Dataset entries
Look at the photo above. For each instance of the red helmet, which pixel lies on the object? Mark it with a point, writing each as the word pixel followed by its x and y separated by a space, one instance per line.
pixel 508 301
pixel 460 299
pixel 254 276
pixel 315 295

- [WORK INSTRUCTIONS]
Every record, word for word, must be returned.

- [WRITTEN SOLUTION]
Look at the photo above. For each instance of the red helmet, which pixel lies on the object? Mark it with a point, writing each as the word pixel followed by its x and y separated by a space, one instance per line.
pixel 508 301
pixel 460 299
pixel 254 276
pixel 315 295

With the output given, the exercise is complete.